▶ **TASK INSTRUCTIONS**
The task requires repeating, word for word, the lines from the one with "Which element in the above screenshot is the cloudy" through the end of the material, leaving out all pictures.

▶ **DATA FOR THIS EXERCISE**
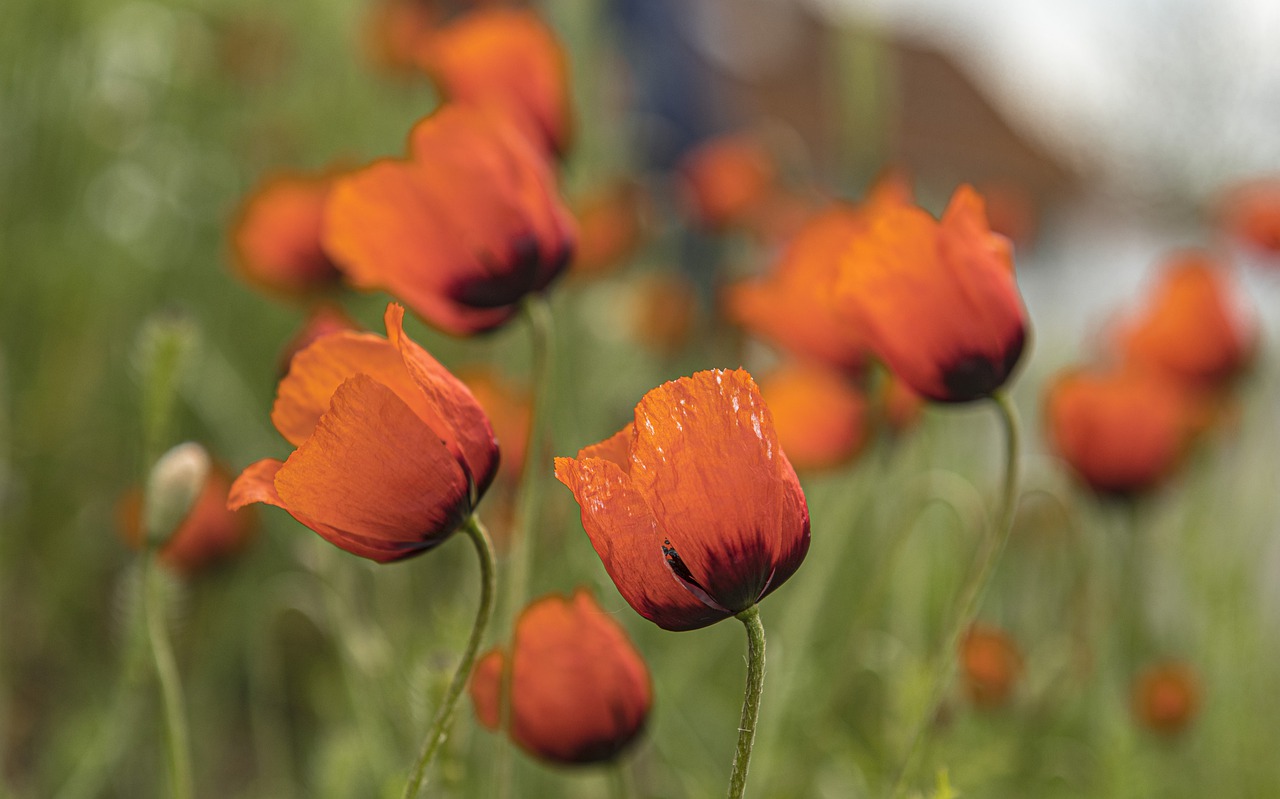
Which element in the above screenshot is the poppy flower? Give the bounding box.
[679,135,776,231]
[879,371,925,434]
[627,273,699,356]
[276,304,360,377]
[228,303,498,562]
[834,185,1028,403]
[363,0,441,75]
[960,624,1023,709]
[229,171,344,296]
[324,105,576,336]
[1132,662,1200,735]
[1217,177,1280,256]
[1044,368,1201,495]
[758,363,869,471]
[571,181,646,277]
[554,368,810,632]
[469,589,652,764]
[1116,251,1255,389]
[459,369,531,482]
[416,8,572,157]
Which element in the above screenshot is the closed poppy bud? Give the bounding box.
[835,185,1028,402]
[1133,662,1200,735]
[960,624,1023,709]
[228,303,498,562]
[324,105,576,336]
[230,171,344,296]
[679,135,775,231]
[1116,252,1255,389]
[758,363,869,471]
[469,589,652,764]
[555,368,810,631]
[1044,368,1200,495]
[1218,177,1280,256]
[417,8,572,157]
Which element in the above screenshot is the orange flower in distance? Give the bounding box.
[1218,177,1280,256]
[571,182,646,277]
[230,171,344,296]
[758,363,869,471]
[469,589,652,764]
[417,8,572,157]
[555,369,810,631]
[460,369,531,482]
[119,464,257,576]
[679,135,775,231]
[628,273,699,356]
[276,304,360,377]
[324,105,576,336]
[835,185,1027,402]
[229,303,498,562]
[1133,662,1200,736]
[1117,252,1255,389]
[960,624,1023,709]
[1045,368,1201,495]
[364,0,441,75]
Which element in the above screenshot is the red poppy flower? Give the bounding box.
[758,363,869,471]
[960,624,1023,709]
[554,369,810,632]
[835,185,1028,402]
[469,588,652,764]
[1133,662,1200,736]
[1116,251,1254,389]
[416,8,572,157]
[1218,177,1280,256]
[229,171,344,296]
[679,135,775,231]
[323,105,576,336]
[228,303,498,562]
[1044,368,1201,495]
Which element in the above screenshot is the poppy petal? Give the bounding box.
[228,458,286,510]
[576,424,633,471]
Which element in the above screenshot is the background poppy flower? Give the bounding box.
[459,368,530,482]
[228,303,498,562]
[229,171,344,296]
[469,588,651,764]
[554,368,810,632]
[679,135,775,231]
[276,304,360,377]
[1133,662,1200,736]
[960,623,1023,709]
[758,362,869,472]
[1217,177,1280,256]
[835,185,1027,403]
[323,105,576,336]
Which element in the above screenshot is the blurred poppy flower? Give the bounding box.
[879,371,925,434]
[417,8,572,157]
[571,181,646,277]
[276,304,360,377]
[469,588,651,764]
[1045,368,1201,495]
[1116,252,1255,389]
[975,179,1038,246]
[364,0,441,75]
[679,135,775,231]
[230,171,344,296]
[628,273,699,356]
[1218,177,1280,256]
[459,369,531,482]
[1133,661,1200,735]
[960,624,1023,709]
[228,303,498,562]
[324,105,576,336]
[555,368,810,631]
[758,363,869,471]
[835,185,1027,402]
[119,463,257,576]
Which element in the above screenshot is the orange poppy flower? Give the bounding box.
[228,303,498,562]
[229,171,344,296]
[1133,661,1200,736]
[758,363,869,471]
[554,368,810,631]
[276,304,360,377]
[469,588,651,764]
[1116,251,1254,389]
[571,181,646,277]
[119,463,258,576]
[416,8,572,157]
[324,105,576,336]
[459,369,531,482]
[364,0,441,75]
[628,272,699,356]
[834,185,1027,402]
[679,135,775,231]
[1044,368,1201,495]
[880,371,925,434]
[1218,177,1280,256]
[960,624,1023,709]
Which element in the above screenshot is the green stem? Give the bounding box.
[403,515,498,799]
[887,391,1021,797]
[143,555,194,799]
[728,605,767,799]
[608,759,639,799]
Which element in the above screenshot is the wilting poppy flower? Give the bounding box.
[469,589,652,764]
[1045,368,1201,495]
[571,181,646,277]
[835,185,1027,403]
[230,171,344,296]
[416,8,572,157]
[1116,251,1255,389]
[276,304,360,377]
[324,105,576,336]
[555,368,810,631]
[459,369,531,482]
[679,135,775,231]
[228,303,498,562]
[119,463,258,576]
[1133,662,1200,735]
[758,363,869,471]
[1218,177,1280,256]
[960,624,1023,709]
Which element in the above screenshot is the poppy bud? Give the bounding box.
[1133,662,1200,736]
[960,624,1023,709]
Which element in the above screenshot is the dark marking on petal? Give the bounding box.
[939,327,1026,402]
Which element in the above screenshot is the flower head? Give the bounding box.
[469,589,651,764]
[1218,177,1280,256]
[1133,661,1200,736]
[960,624,1023,709]
[758,363,869,472]
[679,135,775,231]
[229,171,344,296]
[324,105,576,336]
[555,369,810,631]
[229,303,498,562]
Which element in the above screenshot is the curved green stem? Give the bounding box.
[887,391,1021,797]
[403,515,498,799]
[728,605,767,799]
[143,556,194,799]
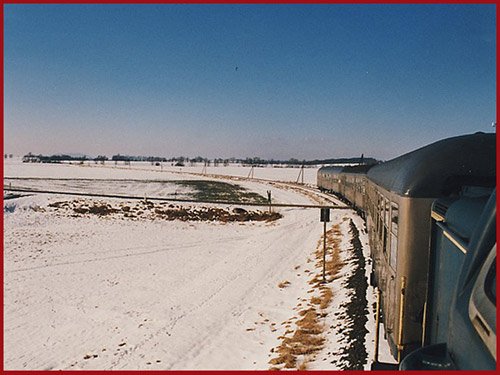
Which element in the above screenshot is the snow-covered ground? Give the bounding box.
[4,158,319,185]
[3,159,395,370]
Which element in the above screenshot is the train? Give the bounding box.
[317,132,496,370]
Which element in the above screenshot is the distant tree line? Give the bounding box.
[111,154,167,162]
[22,153,90,163]
[22,152,377,166]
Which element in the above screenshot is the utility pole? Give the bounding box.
[296,162,305,184]
[247,165,254,179]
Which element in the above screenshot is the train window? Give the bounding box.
[385,198,390,226]
[382,197,390,257]
[383,196,386,222]
[379,195,382,221]
[378,195,383,240]
[390,234,397,268]
[377,205,380,234]
[389,202,399,268]
[389,202,398,268]
[383,225,388,255]
[391,203,399,237]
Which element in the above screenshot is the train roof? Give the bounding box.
[341,164,377,174]
[367,133,496,198]
[318,164,376,175]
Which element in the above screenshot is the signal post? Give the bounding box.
[320,207,330,283]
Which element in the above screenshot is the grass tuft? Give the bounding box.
[278,280,291,289]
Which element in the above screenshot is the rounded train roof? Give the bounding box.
[318,164,376,175]
[341,164,376,175]
[317,166,344,175]
[367,133,496,198]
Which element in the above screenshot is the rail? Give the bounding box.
[3,186,351,210]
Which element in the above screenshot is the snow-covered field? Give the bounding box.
[3,159,395,370]
[4,158,319,184]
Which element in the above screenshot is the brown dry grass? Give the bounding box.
[297,361,308,371]
[50,198,282,222]
[278,280,291,289]
[319,287,333,310]
[268,222,345,370]
[310,296,321,305]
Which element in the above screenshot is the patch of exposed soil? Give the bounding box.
[48,199,282,223]
[174,180,267,203]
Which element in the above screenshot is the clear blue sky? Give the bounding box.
[4,4,496,160]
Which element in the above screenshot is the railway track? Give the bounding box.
[4,185,350,210]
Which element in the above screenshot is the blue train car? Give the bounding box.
[401,189,496,370]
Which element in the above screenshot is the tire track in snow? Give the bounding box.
[106,214,317,370]
[6,220,300,274]
[5,235,250,273]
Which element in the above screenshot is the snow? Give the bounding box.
[4,158,319,185]
[3,159,395,370]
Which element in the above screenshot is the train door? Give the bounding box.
[426,215,467,344]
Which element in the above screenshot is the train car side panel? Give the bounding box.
[368,183,435,358]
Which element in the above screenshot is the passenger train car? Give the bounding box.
[318,164,375,217]
[317,133,496,370]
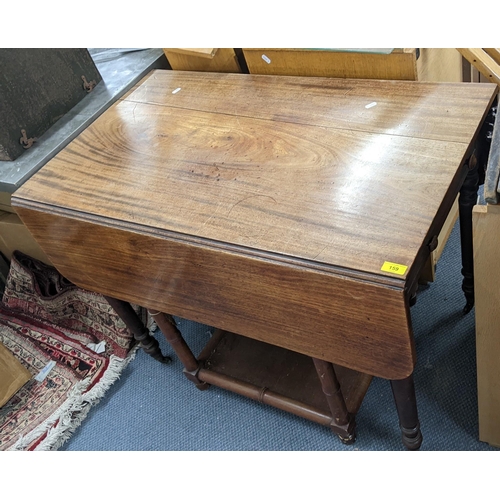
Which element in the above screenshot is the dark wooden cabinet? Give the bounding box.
[0,48,102,161]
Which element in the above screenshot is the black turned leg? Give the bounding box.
[104,296,172,363]
[458,158,479,315]
[312,358,356,444]
[458,100,497,314]
[390,375,422,450]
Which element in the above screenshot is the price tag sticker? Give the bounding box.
[35,360,56,382]
[381,261,408,275]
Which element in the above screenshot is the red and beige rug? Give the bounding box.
[2,251,145,359]
[0,252,146,451]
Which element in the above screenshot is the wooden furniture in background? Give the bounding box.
[416,48,464,82]
[12,70,497,450]
[0,210,51,265]
[458,49,500,86]
[242,48,463,82]
[166,48,218,59]
[474,204,500,448]
[0,192,13,213]
[163,48,242,73]
[473,101,500,448]
[0,342,31,408]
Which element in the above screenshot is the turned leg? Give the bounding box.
[312,358,356,444]
[149,309,209,390]
[459,101,497,314]
[390,374,422,450]
[104,296,171,363]
[459,157,479,315]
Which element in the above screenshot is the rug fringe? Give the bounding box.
[9,346,138,451]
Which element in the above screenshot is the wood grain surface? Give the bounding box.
[483,48,500,66]
[246,48,463,84]
[163,49,241,73]
[13,207,414,378]
[13,71,496,279]
[473,203,500,446]
[12,71,497,379]
[123,71,492,143]
[242,48,418,80]
[164,48,218,59]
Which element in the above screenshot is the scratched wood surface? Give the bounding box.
[12,71,497,379]
[13,207,414,378]
[14,70,497,280]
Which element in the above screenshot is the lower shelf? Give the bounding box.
[196,329,373,427]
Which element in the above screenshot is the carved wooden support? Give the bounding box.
[149,309,209,390]
[459,100,497,314]
[312,358,356,444]
[459,156,480,314]
[104,296,171,363]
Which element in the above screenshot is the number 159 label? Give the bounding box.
[381,261,408,275]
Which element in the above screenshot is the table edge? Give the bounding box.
[12,197,407,290]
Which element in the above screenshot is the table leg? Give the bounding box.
[390,374,422,450]
[149,309,209,390]
[104,296,172,363]
[459,157,479,315]
[312,358,356,444]
[459,100,497,314]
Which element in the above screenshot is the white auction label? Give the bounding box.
[35,361,56,382]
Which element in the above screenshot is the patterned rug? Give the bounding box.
[2,251,145,359]
[0,252,146,451]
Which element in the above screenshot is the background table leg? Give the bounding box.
[150,309,209,390]
[390,374,423,450]
[459,159,479,314]
[104,296,172,363]
[312,358,356,444]
[459,100,497,314]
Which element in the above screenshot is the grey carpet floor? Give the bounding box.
[60,221,498,451]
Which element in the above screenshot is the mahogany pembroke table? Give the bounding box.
[12,70,497,450]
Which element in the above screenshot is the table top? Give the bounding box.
[15,70,497,282]
[12,71,497,378]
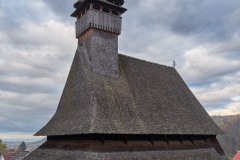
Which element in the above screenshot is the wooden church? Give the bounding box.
[25,0,225,159]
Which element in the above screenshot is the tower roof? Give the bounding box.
[35,47,223,136]
[71,0,127,17]
[74,0,124,8]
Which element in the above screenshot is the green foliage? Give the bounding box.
[0,139,7,153]
[18,141,27,152]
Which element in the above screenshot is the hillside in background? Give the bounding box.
[26,138,46,149]
[5,138,46,150]
[212,114,240,159]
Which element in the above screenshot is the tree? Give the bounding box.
[18,141,27,152]
[0,139,7,153]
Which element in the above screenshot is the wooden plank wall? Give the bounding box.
[76,9,122,37]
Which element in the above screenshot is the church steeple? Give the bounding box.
[71,0,127,77]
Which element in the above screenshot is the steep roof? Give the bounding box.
[24,148,225,160]
[36,47,223,136]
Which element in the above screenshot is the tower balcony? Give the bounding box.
[75,8,122,38]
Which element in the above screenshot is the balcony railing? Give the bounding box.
[75,9,122,37]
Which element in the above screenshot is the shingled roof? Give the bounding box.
[24,148,225,160]
[35,47,223,136]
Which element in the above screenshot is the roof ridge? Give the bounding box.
[118,53,174,69]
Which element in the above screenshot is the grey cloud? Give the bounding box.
[0,107,55,132]
[0,107,55,133]
[0,0,54,30]
[203,101,230,111]
[122,0,240,56]
[0,78,60,94]
[0,90,59,132]
[170,0,240,41]
[43,0,76,22]
[190,71,240,111]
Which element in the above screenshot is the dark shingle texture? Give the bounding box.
[24,148,225,160]
[36,47,222,136]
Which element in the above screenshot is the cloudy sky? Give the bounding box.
[0,0,240,142]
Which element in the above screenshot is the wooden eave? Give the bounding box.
[71,0,127,17]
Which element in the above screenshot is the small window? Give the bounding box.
[102,8,110,13]
[93,5,100,10]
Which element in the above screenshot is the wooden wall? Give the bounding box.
[76,9,122,37]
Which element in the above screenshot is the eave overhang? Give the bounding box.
[71,0,127,17]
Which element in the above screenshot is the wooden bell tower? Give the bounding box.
[71,0,126,37]
[71,0,127,77]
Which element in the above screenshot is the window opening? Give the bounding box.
[112,11,118,16]
[93,5,100,10]
[102,8,110,13]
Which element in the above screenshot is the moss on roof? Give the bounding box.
[35,47,222,136]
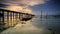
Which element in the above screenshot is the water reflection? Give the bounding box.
[32,15,60,34]
[0,15,60,34]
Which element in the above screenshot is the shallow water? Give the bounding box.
[0,15,60,34]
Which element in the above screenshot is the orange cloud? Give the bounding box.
[0,0,50,6]
[2,6,33,14]
[0,0,50,14]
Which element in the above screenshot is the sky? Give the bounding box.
[30,0,60,15]
[0,0,60,15]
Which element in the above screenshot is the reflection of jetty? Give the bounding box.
[0,9,35,32]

▶ **RESPONSE AREA**
Which element in the above screenshot is the cloudy sky? Give the bounding box.
[0,0,240,142]
Which element in the above screenshot is the wooden eave? Give the bounding box.
[71,0,127,17]
Which element in the above screenshot is the small window? Give the bounding box.
[102,8,110,13]
[93,5,100,10]
Which element in the above screenshot is the wooden wall? Give the bounding box.
[76,9,122,37]
Which element in the above screenshot is the eave overhang? Give the bounding box.
[71,0,127,17]
Which element in the above screenshot is the wooden bell tower? Give the bounding box.
[71,0,126,37]
[71,0,127,77]
Which element in the above screenshot is the window opening? Give the bounding box.
[112,11,118,16]
[93,5,100,10]
[102,8,110,13]
Which element in the above screenshot is the moss on roof? Give the bounding box.
[35,47,222,136]
Which element in the above screenshot is the water reflection? Give the bounding box.
[32,15,60,34]
[0,15,60,34]
Which element in the above screenshot is the shallow water? Give the bounding box.
[0,15,60,34]
Which element in the above screenshot is the orange cloud? Give the bounding box.
[0,0,50,6]
[2,6,33,14]
[0,0,50,14]
Which element in the above screenshot is the sky? Give the bounding box.
[30,0,60,15]
[0,0,60,15]
Which element in the above screenshot is the reflection of jetty? Give the bounding box.
[0,9,35,32]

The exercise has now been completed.